--- start PAGE TEXT ---
Leaders have a responsibility to bring people with disparate points of view together and unite them around a common goal. They must remain vigilant for signs of dysfunction and address the problem quickly to resolve the issue or prevent it from getting worse. Some signs of dysfunction at a company include:

  1. Silo mentality

silos

While departments do operate independently to some extent, companies are most effective when these different groups regularly communicate and consult with each other. When a department develops a silo mentality, meaning that it largely operates on its own, an “us-versus-them” mentality can develop. When leaders see these silos starting to appear, they need to figure out what has caused the group to operate independently or why they have chosen to do so. Launching programs that foster collaboration or recognizing personal and group achievements can help demolish the silo, depending on the root of the problem. Sometimes, entire workflows and company operational procedures must be changed so that different departments must work more closely together to get their jobs done.

  1. Lack of consensus

Healthy debate among team members can be extremely beneficial. However, when it comes time to solve a problem, everyone needs to be on board with the solution—or at least believe that the decision-making process was fair and transparent, and that everyone’s opinion was considered. When people do not feel heard or respected, they can buck against the decision and cause friction. Often, this problem can be resolved by simply recognizing the disagreement and allowing the person to speak their mind. At the same time, leaders need to ensure that they understand the underlying issue. For example, if someone does not feel comfortable talking and debating in the larger group, this problem deserves attention. Ultimately, having a consensus helps the team function more efficiently.

  1. Warring parties

teams

Some leaders accept that warring is part of the normal office culture. After all, it is not uncommon to hear something along the lines of, “Sales and marketing are just naturally at odds.” This sort of mentality is not natural and will lead to major divisions within a company. A clear distinction separates healthy competition and rivalry. While competition comes from a place of respect and alignment around goals, rivalry leads to more dysfunction, encouraging co-workers to actively undermine each other’s efforts. Everyone at a company is working toward the same goal, and it is the leader’s responsibility to remind everyone of this fact and ensure that everyone stays on the same page.
--- end PAGE TEXT ---
--- start THE RECORDS ---
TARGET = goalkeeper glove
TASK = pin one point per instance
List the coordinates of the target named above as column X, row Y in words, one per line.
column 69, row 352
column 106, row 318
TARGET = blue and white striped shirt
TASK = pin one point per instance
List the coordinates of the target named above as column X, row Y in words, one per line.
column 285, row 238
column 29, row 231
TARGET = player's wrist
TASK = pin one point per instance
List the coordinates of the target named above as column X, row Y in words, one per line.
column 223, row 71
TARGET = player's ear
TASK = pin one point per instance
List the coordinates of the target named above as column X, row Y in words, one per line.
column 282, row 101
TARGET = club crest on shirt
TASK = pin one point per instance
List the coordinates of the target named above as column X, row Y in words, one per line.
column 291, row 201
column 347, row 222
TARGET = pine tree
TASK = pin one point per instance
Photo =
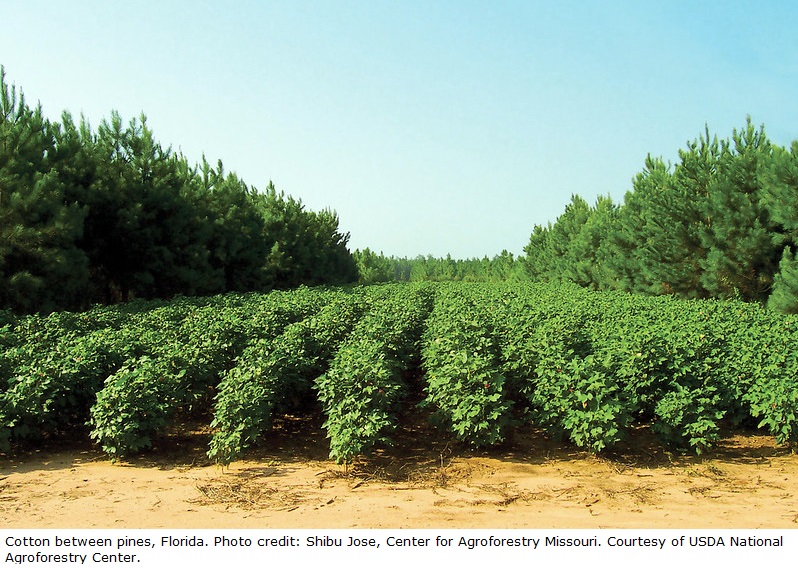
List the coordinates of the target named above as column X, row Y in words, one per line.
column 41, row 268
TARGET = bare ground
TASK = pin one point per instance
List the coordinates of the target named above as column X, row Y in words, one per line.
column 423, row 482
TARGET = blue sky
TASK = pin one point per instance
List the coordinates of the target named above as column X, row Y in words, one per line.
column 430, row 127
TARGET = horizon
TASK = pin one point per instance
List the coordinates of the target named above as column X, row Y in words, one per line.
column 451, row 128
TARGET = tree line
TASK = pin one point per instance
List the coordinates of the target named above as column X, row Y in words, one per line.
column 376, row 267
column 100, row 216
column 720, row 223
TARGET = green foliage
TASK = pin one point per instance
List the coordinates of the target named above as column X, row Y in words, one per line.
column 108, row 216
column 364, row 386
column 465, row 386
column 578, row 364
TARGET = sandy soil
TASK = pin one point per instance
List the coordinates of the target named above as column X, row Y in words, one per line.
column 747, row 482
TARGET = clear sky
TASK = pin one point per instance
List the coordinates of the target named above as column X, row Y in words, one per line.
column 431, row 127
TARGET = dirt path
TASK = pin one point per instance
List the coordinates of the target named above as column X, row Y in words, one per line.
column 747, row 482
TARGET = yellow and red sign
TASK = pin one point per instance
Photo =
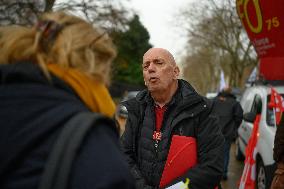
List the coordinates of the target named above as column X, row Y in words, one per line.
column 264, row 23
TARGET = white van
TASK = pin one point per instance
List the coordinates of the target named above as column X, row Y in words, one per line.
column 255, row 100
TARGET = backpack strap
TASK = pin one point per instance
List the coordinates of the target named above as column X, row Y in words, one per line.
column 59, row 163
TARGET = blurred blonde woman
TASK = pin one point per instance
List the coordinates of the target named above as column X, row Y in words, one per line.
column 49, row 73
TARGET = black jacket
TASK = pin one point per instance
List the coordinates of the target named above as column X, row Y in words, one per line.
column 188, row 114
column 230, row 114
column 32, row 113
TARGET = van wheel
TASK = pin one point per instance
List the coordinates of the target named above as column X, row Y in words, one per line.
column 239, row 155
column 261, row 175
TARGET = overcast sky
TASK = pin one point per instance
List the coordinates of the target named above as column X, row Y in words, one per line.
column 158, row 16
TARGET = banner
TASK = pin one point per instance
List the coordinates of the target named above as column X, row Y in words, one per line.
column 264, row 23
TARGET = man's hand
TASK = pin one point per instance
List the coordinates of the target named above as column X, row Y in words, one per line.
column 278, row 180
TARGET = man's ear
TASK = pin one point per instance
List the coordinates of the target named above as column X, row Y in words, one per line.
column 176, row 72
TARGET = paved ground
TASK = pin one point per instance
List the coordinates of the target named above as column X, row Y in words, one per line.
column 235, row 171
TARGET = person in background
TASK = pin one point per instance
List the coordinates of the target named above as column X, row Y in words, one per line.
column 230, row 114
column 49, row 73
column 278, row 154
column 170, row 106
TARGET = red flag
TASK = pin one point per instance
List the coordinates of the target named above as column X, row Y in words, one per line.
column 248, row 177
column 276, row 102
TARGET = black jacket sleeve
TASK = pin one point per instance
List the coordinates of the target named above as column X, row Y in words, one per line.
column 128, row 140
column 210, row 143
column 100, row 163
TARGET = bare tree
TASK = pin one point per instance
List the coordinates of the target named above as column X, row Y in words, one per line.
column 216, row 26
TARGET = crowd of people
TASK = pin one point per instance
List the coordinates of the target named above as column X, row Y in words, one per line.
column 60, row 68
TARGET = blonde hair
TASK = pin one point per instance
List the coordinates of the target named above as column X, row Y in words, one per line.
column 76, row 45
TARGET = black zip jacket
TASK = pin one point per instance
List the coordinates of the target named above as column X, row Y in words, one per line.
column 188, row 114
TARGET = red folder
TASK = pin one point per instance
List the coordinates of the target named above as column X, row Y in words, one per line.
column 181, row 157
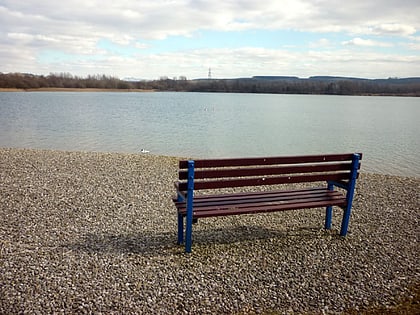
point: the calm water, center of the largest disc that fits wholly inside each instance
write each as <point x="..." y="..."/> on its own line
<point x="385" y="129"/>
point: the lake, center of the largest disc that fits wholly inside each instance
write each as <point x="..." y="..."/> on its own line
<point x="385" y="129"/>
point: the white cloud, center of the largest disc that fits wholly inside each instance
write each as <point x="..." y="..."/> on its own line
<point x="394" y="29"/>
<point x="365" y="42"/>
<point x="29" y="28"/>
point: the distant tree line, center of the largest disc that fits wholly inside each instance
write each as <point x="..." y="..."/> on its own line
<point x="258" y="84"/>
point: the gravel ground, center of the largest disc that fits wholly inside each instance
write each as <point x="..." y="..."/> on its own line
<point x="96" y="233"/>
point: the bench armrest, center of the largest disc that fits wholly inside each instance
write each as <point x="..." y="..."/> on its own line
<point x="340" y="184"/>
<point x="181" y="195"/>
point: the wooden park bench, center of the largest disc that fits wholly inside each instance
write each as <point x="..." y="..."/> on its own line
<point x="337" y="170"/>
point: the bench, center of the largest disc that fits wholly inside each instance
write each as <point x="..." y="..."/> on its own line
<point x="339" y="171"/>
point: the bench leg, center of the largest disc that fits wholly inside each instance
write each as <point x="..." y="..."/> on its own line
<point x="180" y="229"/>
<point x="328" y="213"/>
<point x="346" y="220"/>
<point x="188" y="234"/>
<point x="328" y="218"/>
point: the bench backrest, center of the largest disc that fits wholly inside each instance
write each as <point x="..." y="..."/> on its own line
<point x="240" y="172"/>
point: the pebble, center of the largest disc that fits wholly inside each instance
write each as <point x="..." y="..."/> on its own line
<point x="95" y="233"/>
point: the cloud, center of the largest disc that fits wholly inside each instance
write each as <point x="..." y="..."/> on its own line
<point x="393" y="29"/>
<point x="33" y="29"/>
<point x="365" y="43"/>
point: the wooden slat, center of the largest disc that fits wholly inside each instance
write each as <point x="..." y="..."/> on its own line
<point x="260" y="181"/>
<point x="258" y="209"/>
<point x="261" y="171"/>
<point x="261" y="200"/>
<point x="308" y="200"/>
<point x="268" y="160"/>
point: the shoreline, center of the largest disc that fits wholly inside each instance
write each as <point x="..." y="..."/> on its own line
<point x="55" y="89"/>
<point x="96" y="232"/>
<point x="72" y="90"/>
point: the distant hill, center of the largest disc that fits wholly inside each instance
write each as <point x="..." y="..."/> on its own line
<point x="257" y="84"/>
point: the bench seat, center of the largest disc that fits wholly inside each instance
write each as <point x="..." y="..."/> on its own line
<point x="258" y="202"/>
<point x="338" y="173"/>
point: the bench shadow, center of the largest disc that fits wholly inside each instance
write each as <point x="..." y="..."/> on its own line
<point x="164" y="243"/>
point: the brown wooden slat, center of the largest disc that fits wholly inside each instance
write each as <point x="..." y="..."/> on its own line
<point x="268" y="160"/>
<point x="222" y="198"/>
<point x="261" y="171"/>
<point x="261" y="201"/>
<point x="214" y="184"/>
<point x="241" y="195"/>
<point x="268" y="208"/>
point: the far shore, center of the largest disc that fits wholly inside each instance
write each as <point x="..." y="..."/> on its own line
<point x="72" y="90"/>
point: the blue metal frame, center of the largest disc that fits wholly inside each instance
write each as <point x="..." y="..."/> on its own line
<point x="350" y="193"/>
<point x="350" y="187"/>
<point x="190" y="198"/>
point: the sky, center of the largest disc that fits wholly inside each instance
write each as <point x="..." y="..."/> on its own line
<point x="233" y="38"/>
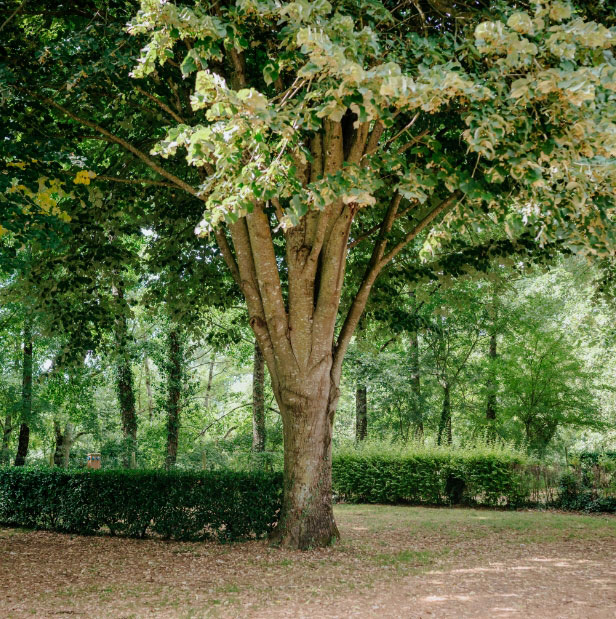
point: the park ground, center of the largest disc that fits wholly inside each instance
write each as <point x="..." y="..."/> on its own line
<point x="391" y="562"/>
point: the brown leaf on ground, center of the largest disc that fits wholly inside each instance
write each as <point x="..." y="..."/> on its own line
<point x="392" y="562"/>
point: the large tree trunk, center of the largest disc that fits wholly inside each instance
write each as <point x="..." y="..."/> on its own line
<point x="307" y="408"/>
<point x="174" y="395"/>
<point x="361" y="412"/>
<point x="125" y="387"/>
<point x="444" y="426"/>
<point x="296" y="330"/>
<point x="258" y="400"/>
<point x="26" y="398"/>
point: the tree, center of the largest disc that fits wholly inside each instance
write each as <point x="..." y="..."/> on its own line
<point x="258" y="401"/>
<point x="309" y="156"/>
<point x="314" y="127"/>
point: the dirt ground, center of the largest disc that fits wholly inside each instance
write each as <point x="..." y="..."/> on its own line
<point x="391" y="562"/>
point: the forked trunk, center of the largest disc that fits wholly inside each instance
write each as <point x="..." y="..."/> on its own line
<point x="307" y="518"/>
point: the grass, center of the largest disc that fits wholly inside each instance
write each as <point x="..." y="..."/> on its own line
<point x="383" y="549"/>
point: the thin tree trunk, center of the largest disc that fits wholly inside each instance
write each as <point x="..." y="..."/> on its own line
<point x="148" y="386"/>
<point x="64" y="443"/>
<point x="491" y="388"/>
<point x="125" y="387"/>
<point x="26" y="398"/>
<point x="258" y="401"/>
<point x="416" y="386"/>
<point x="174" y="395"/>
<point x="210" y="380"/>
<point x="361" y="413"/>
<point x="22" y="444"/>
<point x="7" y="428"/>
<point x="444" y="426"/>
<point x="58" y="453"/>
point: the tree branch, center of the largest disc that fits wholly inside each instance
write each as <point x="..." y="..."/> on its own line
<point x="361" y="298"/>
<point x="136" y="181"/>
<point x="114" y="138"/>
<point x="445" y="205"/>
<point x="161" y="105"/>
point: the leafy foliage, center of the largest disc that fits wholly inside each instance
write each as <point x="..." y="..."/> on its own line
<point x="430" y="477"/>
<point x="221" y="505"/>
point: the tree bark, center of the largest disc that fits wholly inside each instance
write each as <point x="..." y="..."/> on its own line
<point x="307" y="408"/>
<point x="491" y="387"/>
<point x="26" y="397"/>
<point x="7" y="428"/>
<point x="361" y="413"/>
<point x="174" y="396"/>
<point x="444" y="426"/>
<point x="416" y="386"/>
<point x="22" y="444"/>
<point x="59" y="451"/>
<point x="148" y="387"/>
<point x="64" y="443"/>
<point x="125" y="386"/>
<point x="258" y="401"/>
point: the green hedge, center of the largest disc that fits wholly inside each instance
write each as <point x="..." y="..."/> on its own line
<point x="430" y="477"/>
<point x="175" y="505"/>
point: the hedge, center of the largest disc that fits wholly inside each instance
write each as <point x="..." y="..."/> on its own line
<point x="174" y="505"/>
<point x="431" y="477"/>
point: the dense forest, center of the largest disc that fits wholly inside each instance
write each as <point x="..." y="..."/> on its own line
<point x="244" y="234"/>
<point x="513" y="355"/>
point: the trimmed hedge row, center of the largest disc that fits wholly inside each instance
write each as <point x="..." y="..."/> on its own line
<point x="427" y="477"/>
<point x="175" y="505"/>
--- end THE RECORDS ---
GIVEN TASK 1:
In the passage on workplace dysfunction, what kind of mentality can develop when a department operates largely on its own?
GIVEN TASK 2:
Express as a numbered list, with blank lines omitted, the part of the rows that opens with the line containing "TARGET = banner" and closes with the line containing "column 276, row 102", both of those lines included.
The passage on workplace dysfunction and the rows were taken from unrelated sources.

FINISHED ANSWER 1:
An "us-versus-them" mentality.

FINISHED ANSWER 2:
1. TARGET = banner
2. TASK = pin one point per instance
3. List the coordinates of the target named above as column X, row Y in words, one per line.
4. column 264, row 23
5. TARGET = man's hand
6. TASK = pin one point per instance
7. List the coordinates of the target named above as column X, row Y in words, one per line.
8. column 278, row 180
9. TARGET = man's ear
10. TASK = pin one point per instance
11. List the coordinates of the target named above as column X, row Y in words, one per line.
12. column 176, row 72
13. TARGET = paved ground
14. TASK = pin one point per instance
15. List the coordinates of the target named above as column X, row Y in words, one per line.
16. column 235, row 171
17. TARGET = person in background
18. TASK = pin one point per instance
19. List the coordinates of the target named above as column X, row Y in words, one per line.
20. column 230, row 114
21. column 49, row 73
22. column 278, row 154
23. column 170, row 106
24. TARGET = red flag
25. TASK = pin one point per instance
26. List the coordinates of the target named above as column X, row Y in words, one per line.
27. column 248, row 177
28. column 276, row 102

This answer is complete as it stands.